Output the entries below exactly, from the first line to the line holding "Scan for umbrella in the frame.", both included.

START RECORDS SUPPLIED

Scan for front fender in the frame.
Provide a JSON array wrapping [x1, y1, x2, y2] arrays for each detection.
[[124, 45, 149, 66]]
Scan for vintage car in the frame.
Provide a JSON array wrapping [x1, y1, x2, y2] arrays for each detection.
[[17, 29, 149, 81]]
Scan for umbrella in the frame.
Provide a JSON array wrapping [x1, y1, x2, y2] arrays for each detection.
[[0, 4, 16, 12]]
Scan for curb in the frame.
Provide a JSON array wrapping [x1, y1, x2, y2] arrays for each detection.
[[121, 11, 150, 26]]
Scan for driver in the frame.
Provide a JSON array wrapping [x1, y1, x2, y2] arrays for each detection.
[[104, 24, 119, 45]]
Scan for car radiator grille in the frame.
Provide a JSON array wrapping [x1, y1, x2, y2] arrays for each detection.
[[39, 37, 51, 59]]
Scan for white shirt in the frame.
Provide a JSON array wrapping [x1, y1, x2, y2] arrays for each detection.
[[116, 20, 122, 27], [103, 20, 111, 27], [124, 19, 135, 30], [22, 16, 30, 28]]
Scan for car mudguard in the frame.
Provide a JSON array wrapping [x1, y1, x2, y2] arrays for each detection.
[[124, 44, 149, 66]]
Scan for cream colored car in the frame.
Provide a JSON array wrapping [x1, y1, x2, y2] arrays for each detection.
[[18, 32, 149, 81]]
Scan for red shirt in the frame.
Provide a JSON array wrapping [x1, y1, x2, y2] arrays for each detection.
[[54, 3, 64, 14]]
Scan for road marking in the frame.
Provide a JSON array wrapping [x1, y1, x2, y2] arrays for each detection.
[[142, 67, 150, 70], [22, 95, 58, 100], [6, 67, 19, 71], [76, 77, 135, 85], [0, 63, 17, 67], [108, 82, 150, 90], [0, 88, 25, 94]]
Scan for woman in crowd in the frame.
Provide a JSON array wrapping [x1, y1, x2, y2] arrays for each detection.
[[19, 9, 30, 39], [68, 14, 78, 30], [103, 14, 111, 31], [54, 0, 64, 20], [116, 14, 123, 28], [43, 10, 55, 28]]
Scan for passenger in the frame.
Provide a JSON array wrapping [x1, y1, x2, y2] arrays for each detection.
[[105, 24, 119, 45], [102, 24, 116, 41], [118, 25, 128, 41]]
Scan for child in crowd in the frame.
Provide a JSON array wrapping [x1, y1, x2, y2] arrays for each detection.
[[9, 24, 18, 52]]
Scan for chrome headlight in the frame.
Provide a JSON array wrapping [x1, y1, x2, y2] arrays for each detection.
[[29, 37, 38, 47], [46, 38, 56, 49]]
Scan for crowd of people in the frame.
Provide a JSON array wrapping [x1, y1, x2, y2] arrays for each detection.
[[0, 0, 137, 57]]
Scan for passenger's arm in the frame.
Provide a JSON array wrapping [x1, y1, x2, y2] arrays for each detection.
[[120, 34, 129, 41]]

END RECORDS SUPPLIED

**TASK OUTPUT**
Scan for front fender in the frame.
Provide a JSON array wrapping [x1, y1, x2, y2] arrays for each detection.
[[124, 45, 149, 66]]
Scan for vintage car in the frame.
Provide a JSON array wrapping [x1, y1, x2, y2] arrays for each detection.
[[17, 29, 149, 81]]
Scan for umbrella in the frame.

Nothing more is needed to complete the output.